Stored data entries
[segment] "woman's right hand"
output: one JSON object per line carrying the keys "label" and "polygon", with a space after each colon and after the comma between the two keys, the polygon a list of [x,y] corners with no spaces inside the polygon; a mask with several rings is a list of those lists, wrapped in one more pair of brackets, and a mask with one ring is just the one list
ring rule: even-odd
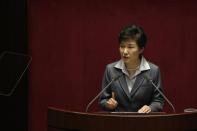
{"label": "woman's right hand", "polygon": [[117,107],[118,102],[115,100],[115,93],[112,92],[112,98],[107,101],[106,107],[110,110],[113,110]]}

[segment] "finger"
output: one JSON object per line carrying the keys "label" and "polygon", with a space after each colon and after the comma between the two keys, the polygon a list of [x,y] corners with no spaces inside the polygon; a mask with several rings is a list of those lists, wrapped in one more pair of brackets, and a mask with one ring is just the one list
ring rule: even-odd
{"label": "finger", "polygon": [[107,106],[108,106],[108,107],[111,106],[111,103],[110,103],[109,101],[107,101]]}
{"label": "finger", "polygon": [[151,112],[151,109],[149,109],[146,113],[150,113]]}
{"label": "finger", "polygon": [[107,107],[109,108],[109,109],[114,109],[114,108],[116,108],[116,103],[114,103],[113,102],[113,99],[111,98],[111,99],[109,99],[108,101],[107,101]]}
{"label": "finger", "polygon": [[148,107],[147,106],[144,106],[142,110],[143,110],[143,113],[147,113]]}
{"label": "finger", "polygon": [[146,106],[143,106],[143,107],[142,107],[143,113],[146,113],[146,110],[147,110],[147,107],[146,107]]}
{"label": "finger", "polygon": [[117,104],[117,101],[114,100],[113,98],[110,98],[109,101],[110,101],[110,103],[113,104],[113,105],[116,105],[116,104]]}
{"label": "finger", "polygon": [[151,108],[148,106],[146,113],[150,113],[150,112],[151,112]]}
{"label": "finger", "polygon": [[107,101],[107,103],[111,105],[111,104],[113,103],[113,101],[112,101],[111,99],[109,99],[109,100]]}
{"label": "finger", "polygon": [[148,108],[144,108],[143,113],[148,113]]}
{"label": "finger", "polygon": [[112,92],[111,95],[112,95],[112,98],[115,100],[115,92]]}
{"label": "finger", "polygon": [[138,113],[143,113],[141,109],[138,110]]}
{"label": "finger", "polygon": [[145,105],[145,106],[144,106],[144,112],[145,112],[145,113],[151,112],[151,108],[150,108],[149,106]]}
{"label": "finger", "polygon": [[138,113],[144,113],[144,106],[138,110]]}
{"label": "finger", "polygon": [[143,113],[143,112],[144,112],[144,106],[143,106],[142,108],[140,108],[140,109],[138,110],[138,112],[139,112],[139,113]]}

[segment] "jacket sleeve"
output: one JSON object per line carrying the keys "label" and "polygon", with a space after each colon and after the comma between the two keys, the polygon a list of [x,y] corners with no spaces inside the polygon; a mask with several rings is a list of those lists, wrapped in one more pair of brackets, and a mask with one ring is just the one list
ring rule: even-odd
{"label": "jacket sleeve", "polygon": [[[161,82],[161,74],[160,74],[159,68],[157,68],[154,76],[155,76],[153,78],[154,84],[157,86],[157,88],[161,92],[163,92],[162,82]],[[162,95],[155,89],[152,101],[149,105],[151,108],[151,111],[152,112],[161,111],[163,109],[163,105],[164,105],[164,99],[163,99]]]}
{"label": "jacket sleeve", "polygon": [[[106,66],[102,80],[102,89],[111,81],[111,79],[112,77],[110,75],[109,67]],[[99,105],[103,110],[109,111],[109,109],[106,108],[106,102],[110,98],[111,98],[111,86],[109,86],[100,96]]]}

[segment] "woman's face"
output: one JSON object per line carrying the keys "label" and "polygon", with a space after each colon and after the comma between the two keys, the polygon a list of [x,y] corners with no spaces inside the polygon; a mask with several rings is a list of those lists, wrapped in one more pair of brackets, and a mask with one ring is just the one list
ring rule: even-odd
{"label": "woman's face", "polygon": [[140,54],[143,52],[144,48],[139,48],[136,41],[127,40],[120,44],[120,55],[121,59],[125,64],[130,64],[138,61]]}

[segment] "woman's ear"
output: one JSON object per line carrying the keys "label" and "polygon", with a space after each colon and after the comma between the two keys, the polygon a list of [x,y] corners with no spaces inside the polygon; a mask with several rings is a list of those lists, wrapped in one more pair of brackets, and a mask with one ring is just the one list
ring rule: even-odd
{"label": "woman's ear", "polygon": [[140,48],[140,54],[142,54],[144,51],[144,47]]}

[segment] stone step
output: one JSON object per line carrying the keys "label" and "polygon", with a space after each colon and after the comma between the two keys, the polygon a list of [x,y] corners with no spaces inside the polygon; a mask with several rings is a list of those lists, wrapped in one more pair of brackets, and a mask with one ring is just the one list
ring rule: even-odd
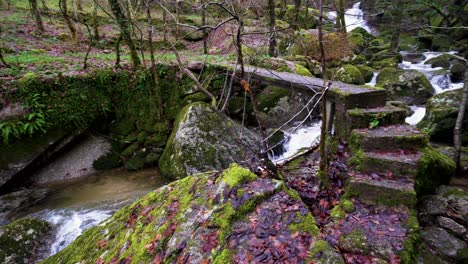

(WORK TASK):
The preceding entries should be duplicated word for word; no picture belongs in the copy.

(RESULT OF THE TASK):
[segment] "woman's right hand"
output: one JSON object per line carrying the keys "label" and "polygon", with a space after each colon and after the comma between the two keys, the polygon a list of [x,y] corners with no spaces inside the polygon; a mask with several rings is a list of those lists, wrapped in one more pair of brackets, and a mask with one ring is just the one list
ring rule: even-odd
{"label": "woman's right hand", "polygon": [[117,107],[118,102],[115,100],[115,93],[112,92],[112,98],[107,101],[106,107],[110,110],[113,110]]}

[segment] "finger"
output: one JSON object per line carrying the keys "label" and "polygon", with a space after each colon and after the comma between the two keys, the polygon a list of [x,y] corners with no spaces inside the polygon; a mask with several rings is a list of those lists, wrapped in one more pair of brackets, and a mask with one ring is just the one list
ring rule: even-odd
{"label": "finger", "polygon": [[107,106],[108,106],[108,107],[111,106],[111,103],[110,103],[109,101],[107,101]]}
{"label": "finger", "polygon": [[151,112],[151,109],[149,109],[146,113],[150,113]]}
{"label": "finger", "polygon": [[107,107],[109,108],[109,109],[114,109],[114,108],[116,108],[116,103],[114,103],[113,102],[113,99],[111,98],[111,99],[109,99],[108,101],[107,101]]}
{"label": "finger", "polygon": [[148,107],[147,106],[144,106],[142,110],[143,110],[143,113],[147,113]]}
{"label": "finger", "polygon": [[146,106],[143,106],[143,107],[142,107],[143,113],[146,113],[146,110],[147,110],[147,107],[146,107]]}
{"label": "finger", "polygon": [[117,104],[117,101],[114,100],[113,98],[110,98],[109,101],[110,101],[110,103],[113,104],[113,105],[116,105],[116,104]]}
{"label": "finger", "polygon": [[151,108],[148,106],[146,113],[150,113],[150,112],[151,112]]}
{"label": "finger", "polygon": [[107,101],[107,103],[111,105],[111,104],[113,103],[113,101],[112,101],[111,99],[109,99],[109,100]]}
{"label": "finger", "polygon": [[148,108],[144,108],[143,113],[148,113]]}
{"label": "finger", "polygon": [[112,92],[111,95],[112,95],[112,98],[115,100],[115,92]]}
{"label": "finger", "polygon": [[138,113],[143,113],[141,109],[138,110]]}
{"label": "finger", "polygon": [[145,105],[145,106],[144,106],[144,112],[145,112],[145,113],[151,112],[151,108],[150,108],[149,106]]}
{"label": "finger", "polygon": [[138,113],[144,113],[144,106],[138,110]]}
{"label": "finger", "polygon": [[143,113],[143,112],[144,112],[144,106],[143,106],[142,108],[140,108],[140,109],[138,110],[138,112],[139,112],[139,113]]}

[segment] "jacket sleeve"
output: one JSON object per line carrying the keys "label" and "polygon", with a space after each colon and after the comma between the two keys, the polygon a list of [x,y] corners with no spaces inside the polygon; a mask with several rings is a list of those lists, wrapped in one more pair of brackets, and a mask with one ring is just the one list
ring rule: even-odd
{"label": "jacket sleeve", "polygon": [[[161,82],[161,74],[160,74],[159,68],[157,68],[154,76],[155,76],[153,78],[154,84],[157,86],[157,88],[161,92],[163,92],[162,82]],[[162,95],[155,89],[152,101],[149,105],[151,108],[151,111],[152,112],[161,111],[163,109],[163,105],[164,105],[164,99],[163,99]]]}
{"label": "jacket sleeve", "polygon": [[[106,66],[102,80],[102,89],[111,81],[111,79],[112,77],[110,75],[109,67]],[[99,105],[103,110],[109,111],[109,109],[106,108],[106,102],[110,98],[111,98],[111,86],[109,86],[100,96]]]}

[segment] "woman's face"
output: one JSON object per line carrying the keys "label" and "polygon", with a space after each colon and after the comma between the two keys, the polygon a list of [x,y] corners with no spaces inside the polygon; a mask with several rings is a list of those lists, wrapped in one more pair of brackets, and a mask with one ring is just the one list
ring rule: even-odd
{"label": "woman's face", "polygon": [[140,54],[143,52],[144,48],[139,48],[136,41],[127,40],[120,44],[120,55],[121,59],[125,64],[130,64],[138,61]]}

[segment] "woman's ear"
output: one JSON object per line carrying the keys "label" and "polygon", with a space after each colon and after the comma between the two keys, the polygon a list of [x,y] corners with no spaces inside the polygon; a mask with several rings is a list of those lists, wrapped in one more pair of brackets, and a mask with one ring is just the one list
ring rule: even-odd
{"label": "woman's ear", "polygon": [[140,48],[140,54],[142,54],[144,51],[144,47]]}

[segment] stone step
output: one JSON object per line carrying the keys "label" and "polygon", with a space after each colon and after the comma between the two keys, the polygon a list of [x,y] corners with no spaces inside the polygon; a mask with several rings is a list of those lists, wrapped in one more pair of brackets, and a mask with one ring is just the one list
ring rule: even-odd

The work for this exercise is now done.